■ **Détail de la tâche**: Substituez « forest canopy » à « tree canopy » dans la portion des entrées qui va de leur début jusqu'à la ligne contenant « (1060, 748) » comprise. Recopiez uniquement ces lignes, sans autre modification.

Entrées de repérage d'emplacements
%%
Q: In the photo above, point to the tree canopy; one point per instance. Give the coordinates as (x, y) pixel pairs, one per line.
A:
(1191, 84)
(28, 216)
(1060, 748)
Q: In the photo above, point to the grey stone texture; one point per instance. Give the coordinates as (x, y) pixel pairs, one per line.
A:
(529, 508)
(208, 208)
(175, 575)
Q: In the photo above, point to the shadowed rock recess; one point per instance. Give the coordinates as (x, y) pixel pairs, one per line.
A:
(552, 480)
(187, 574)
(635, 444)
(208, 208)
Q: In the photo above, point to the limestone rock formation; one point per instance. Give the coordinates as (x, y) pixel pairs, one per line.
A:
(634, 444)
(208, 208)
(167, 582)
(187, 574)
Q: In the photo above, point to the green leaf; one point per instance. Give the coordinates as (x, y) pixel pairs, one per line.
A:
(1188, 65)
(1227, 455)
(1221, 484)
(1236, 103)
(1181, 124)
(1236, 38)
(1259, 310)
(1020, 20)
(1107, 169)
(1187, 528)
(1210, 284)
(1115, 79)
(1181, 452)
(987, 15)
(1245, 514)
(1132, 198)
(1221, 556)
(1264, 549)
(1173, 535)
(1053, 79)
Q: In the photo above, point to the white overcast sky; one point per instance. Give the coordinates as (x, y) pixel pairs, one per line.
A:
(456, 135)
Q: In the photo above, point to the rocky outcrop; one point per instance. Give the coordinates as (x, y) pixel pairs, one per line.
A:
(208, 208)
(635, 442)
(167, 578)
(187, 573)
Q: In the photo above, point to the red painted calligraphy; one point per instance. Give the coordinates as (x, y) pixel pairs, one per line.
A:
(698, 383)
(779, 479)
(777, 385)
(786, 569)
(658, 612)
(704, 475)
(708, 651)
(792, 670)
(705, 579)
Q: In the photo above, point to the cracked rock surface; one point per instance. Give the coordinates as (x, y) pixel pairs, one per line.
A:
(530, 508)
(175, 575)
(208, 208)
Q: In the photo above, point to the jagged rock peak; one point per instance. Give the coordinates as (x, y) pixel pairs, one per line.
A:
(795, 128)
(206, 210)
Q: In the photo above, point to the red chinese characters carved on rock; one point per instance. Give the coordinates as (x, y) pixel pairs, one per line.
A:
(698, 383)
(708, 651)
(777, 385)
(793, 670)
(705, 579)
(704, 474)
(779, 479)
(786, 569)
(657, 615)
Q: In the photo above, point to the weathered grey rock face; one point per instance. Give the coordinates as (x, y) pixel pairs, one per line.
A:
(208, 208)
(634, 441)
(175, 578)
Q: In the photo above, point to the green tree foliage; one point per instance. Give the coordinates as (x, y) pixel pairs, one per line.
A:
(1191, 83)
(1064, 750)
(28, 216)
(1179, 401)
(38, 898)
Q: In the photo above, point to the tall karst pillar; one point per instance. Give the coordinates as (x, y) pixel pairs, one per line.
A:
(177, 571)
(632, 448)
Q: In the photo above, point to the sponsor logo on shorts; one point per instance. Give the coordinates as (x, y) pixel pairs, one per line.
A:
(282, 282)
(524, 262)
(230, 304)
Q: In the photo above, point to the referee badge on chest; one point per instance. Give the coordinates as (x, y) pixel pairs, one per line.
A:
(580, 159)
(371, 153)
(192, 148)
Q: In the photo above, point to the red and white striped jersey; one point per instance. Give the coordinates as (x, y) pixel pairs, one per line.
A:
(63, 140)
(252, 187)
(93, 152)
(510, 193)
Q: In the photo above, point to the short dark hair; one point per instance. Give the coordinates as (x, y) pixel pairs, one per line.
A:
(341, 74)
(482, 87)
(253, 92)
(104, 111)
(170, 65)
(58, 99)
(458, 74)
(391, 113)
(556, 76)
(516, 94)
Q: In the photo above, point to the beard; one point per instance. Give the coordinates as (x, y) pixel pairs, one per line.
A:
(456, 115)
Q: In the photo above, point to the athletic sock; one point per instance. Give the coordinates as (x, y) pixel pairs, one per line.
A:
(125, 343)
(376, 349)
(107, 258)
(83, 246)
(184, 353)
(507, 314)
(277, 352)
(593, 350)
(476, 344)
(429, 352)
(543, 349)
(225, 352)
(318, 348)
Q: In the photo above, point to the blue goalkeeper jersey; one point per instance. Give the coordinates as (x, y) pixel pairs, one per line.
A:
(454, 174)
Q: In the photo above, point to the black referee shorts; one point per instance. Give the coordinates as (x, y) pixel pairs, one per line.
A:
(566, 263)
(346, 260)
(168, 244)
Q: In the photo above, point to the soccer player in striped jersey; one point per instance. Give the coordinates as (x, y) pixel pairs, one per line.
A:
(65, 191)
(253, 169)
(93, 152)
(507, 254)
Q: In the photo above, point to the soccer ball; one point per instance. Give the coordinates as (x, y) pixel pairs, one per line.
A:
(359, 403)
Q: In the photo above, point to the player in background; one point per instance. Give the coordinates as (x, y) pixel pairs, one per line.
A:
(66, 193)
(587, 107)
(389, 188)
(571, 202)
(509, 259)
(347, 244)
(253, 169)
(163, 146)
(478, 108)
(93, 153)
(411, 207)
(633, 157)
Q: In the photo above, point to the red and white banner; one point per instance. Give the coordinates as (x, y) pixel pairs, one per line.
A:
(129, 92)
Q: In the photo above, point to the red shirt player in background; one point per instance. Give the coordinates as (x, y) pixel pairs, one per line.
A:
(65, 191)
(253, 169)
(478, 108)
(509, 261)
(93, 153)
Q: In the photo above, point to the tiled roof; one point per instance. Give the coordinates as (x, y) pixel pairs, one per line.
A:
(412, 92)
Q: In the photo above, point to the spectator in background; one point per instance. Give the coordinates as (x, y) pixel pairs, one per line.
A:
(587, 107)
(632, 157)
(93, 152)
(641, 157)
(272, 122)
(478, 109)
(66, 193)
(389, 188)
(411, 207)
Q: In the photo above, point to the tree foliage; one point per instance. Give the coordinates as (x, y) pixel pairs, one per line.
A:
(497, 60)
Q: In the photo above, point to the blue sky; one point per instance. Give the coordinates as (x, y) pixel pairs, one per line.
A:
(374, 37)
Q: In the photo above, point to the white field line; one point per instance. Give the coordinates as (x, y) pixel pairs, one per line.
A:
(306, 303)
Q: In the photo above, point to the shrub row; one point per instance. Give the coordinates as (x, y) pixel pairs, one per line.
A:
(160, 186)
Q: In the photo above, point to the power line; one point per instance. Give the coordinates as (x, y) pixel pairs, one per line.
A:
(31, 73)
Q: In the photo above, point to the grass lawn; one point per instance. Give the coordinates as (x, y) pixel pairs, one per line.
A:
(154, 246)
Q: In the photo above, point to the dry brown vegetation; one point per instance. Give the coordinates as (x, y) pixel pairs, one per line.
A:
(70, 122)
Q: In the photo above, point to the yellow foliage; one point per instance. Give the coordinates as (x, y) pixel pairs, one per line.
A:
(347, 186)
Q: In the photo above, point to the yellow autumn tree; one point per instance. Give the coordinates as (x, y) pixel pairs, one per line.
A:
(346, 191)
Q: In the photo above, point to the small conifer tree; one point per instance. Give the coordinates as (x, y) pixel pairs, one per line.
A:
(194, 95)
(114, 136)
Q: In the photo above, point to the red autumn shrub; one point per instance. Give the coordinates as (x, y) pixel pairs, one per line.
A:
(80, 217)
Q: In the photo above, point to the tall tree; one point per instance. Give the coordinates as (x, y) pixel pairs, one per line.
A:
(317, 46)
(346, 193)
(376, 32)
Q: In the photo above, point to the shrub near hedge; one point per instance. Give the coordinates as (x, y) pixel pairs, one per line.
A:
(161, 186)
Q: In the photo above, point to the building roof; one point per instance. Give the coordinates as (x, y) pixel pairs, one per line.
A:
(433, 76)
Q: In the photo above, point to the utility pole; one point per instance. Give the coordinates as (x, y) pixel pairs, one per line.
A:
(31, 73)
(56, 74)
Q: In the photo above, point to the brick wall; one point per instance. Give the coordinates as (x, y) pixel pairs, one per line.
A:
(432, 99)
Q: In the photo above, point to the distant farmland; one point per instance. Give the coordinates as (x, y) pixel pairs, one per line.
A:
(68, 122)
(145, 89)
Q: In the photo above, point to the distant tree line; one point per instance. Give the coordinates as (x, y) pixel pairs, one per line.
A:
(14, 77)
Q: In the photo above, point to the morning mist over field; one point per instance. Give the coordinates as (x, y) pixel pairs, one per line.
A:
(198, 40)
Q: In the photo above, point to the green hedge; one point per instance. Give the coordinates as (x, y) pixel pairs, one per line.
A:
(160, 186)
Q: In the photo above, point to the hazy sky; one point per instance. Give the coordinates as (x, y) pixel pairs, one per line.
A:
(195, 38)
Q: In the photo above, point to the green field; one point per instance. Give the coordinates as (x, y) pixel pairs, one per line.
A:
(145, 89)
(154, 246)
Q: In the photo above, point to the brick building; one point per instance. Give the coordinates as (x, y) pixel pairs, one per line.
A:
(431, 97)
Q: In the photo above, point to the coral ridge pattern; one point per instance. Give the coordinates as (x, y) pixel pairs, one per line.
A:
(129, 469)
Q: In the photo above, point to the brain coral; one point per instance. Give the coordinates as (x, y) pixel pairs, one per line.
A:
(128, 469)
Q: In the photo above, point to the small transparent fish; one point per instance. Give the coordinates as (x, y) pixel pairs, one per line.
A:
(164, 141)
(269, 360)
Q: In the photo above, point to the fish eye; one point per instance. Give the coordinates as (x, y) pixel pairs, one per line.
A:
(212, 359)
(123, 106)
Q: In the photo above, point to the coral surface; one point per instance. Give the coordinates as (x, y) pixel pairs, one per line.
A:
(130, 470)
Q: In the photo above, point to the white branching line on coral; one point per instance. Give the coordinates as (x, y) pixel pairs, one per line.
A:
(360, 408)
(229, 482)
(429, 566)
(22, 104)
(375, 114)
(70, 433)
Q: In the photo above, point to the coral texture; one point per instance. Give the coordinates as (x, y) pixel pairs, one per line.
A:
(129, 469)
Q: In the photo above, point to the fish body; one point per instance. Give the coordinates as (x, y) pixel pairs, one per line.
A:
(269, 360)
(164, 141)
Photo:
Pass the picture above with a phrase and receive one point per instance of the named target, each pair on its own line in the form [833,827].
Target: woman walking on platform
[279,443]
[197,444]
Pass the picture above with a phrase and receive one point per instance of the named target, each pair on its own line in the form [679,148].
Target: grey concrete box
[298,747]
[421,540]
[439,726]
%%
■ **Corrigé de l'exercice**:
Q: In the photo above, point to the forest canopy; one point per instance. Give the coordinates as (x, y) pixel pairs, one per line.
A:
(1191, 84)
(28, 216)
(1060, 748)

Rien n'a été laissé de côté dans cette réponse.